BEGIN THE INPUT
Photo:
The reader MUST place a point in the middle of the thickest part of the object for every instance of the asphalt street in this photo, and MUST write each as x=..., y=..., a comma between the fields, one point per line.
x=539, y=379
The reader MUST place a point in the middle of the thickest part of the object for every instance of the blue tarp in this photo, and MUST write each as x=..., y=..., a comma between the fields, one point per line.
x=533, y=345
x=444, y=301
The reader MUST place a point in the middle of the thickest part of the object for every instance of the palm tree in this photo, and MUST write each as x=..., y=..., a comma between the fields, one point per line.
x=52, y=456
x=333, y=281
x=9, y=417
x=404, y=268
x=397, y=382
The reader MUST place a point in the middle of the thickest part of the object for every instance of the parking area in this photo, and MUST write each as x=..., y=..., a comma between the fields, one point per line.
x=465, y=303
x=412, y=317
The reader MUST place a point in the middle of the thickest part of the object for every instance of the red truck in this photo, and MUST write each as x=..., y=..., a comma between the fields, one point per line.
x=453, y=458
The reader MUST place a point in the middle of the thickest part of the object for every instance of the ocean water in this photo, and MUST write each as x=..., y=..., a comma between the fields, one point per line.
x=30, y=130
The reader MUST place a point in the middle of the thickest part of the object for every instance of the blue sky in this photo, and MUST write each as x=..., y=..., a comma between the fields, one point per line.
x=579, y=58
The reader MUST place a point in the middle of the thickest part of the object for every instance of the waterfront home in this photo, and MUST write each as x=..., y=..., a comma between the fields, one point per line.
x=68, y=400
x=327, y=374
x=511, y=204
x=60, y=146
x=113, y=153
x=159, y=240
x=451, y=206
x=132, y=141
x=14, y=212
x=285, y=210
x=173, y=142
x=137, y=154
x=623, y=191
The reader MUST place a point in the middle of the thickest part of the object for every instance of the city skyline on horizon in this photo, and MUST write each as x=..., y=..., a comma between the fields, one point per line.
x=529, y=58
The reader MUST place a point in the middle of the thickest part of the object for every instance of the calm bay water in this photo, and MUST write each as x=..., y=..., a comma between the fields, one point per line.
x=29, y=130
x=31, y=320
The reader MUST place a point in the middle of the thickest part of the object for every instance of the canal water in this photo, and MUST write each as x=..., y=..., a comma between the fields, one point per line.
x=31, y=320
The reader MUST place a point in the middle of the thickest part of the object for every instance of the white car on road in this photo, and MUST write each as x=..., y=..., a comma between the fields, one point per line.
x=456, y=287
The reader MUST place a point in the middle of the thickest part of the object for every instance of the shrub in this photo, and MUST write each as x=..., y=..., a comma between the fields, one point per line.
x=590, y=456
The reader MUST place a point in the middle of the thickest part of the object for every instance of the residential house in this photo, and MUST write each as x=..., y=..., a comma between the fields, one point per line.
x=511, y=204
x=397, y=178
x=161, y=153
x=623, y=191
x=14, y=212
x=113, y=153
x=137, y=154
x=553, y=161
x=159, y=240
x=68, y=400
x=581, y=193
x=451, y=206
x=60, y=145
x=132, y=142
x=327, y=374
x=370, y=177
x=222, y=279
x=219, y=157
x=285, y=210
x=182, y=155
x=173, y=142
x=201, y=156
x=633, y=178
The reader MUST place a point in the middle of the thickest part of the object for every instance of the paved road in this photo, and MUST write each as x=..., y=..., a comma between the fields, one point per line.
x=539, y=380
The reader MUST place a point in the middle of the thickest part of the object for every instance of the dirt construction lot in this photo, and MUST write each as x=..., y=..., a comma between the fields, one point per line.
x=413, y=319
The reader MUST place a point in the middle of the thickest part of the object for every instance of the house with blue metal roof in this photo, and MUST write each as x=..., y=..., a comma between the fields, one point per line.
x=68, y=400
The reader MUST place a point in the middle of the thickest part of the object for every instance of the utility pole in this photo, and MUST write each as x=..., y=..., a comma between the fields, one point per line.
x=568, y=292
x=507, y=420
END THE INPUT
**WHAT YOU HAVE TO DO:**
Render every item above as a Markdown table with two columns, No. and Line. Give each non-blank line its own numbered row and leave out any blank lines.

**SOLUTION FOR THIS TASK:**
| No. | Line |
|---|---|
| 1 | Photo: |
| 2 | The reader MUST place a point in the middle of the thickest part of the object for every instance of the asphalt street in this photo, and MUST write each as x=..., y=..., a comma between the fields, one point per line. |
| 3 | x=539, y=379 |
| 4 | The reader MUST place a point in the middle of the thickest part of the object for every instance of the blue tarp in this photo, and MUST write each as x=..., y=..., a comma between the fields, one point per line. |
| 5 | x=533, y=345 |
| 6 | x=444, y=301 |
| 7 | The reader MUST place a point in the middle of the thickest part of the object for every instance of the palm tree in this photo, and MUST write each as x=..., y=..., a comma between the fields, one point per line. |
| 8 | x=52, y=456 |
| 9 | x=333, y=281 |
| 10 | x=9, y=417 |
| 11 | x=404, y=268 |
| 12 | x=397, y=382 |
| 13 | The reader MUST place a point in the middle of the thickest part of the object for every instance of the parking area in this photo, and MUST write each as x=..., y=..., a comma between the fields, one point per line. |
| 14 | x=465, y=303 |
| 15 | x=412, y=317 |
| 16 | The reader MUST place a point in the middle of the thickest part of the object for every instance of the red truck in this photo, and MUST write each as x=..., y=..., a comma between the fields, one point per line. |
| 17 | x=453, y=458 |
| 18 | The reader MUST place a point in the middle of the thickest part of the object for every instance of the ocean water in this photo, and MUST write each as x=..., y=..., a comma between the fields, one point per line. |
| 19 | x=30, y=130 |
| 20 | The reader MUST place a point in the middle of the thickest part of the object for every instance of the blue sky in this photo, and MUST write each as x=..., y=..., a comma between the fields, one point per line. |
| 21 | x=579, y=58 |
| 22 | The reader MUST place a point in the middle of the thickest part of the object for every instance of the waterfront home in this photo, and MUST write each as x=..., y=..., a comma between the fields, one point per line. |
| 23 | x=68, y=400 |
| 24 | x=327, y=374 |
| 25 | x=511, y=204 |
| 26 | x=60, y=146 |
| 27 | x=113, y=153 |
| 28 | x=159, y=240 |
| 29 | x=451, y=206 |
| 30 | x=132, y=141 |
| 31 | x=14, y=212 |
| 32 | x=285, y=210 |
| 33 | x=173, y=142 |
| 34 | x=137, y=154 |
| 35 | x=623, y=191 |
| 36 | The reader MUST place a point in the middle of the thickest part of the object for every instance of the city skyline on horizon in this photo, and MUST write each as x=..., y=..., a comma between the fields, one point per line. |
| 37 | x=529, y=58 |
| 38 | The reader MUST place a point in the middle of the thickest part of the object for every instance of the calm bay water in this photo, and MUST write each as x=..., y=..., a comma between the fields, one point per line. |
| 39 | x=29, y=130 |
| 40 | x=31, y=320 |
| 41 | The reader MUST place a point in the middle of the thickest part of the object for every instance of the canal water in this photo, and MUST write each as x=..., y=..., a comma between the fields, one point per line. |
| 42 | x=31, y=320 |
| 43 | The reader MUST place a point in the middle of the thickest part of the object for every instance of the white car on road in this photo, and MUST write each as x=..., y=..., a comma between the fields, one point per line. |
| 44 | x=456, y=287 |
| 45 | The reader MUST place a point in the middle of the thickest part of the object for every instance of the shrub in this photo, and MUST write each as x=..., y=..., a comma between the fields, one point per line. |
| 46 | x=590, y=456 |
| 47 | The reader MUST place a point in the middle of the thickest part of the object for every instance of the residential house in this photo, and MUST write each as x=..., y=..., a comma between the fields, one point per line. |
| 48 | x=511, y=204 |
| 49 | x=397, y=178 |
| 50 | x=161, y=153 |
| 51 | x=623, y=191 |
| 52 | x=14, y=212 |
| 53 | x=113, y=153 |
| 54 | x=137, y=154 |
| 55 | x=553, y=161 |
| 56 | x=159, y=240 |
| 57 | x=68, y=400 |
| 58 | x=581, y=193 |
| 59 | x=451, y=206 |
| 60 | x=60, y=145 |
| 61 | x=132, y=142 |
| 62 | x=327, y=374 |
| 63 | x=370, y=177 |
| 64 | x=222, y=279 |
| 65 | x=219, y=157 |
| 66 | x=285, y=210 |
| 67 | x=182, y=155 |
| 68 | x=173, y=142 |
| 69 | x=201, y=156 |
| 70 | x=633, y=178 |
| 71 | The reader MUST place a point in the middle of the thickest part of the object for every instance of the paved road in this photo, and MUST write each as x=..., y=..., a comma between the fields, one point per line. |
| 72 | x=539, y=380 |
| 73 | The reader MUST place a point in the middle of the thickest part of the object for every instance of the dirt construction lot in this photo, and MUST write each as x=..., y=..., a comma between the fields, one point per line. |
| 74 | x=413, y=319 |
| 75 | The reader MUST place a point in the middle of the thickest part of the object for every instance of the house with blue metal roof in this photo, and MUST write each as x=..., y=..., a comma between the fields, one point per line. |
| 76 | x=68, y=400 |
| 77 | The reader MUST place a point in the middle of the thickest part of the object for every instance of the utility pole in this photo, and MUST write each as x=..., y=..., a comma between the fields, one point per line. |
| 78 | x=568, y=292 |
| 79 | x=507, y=420 |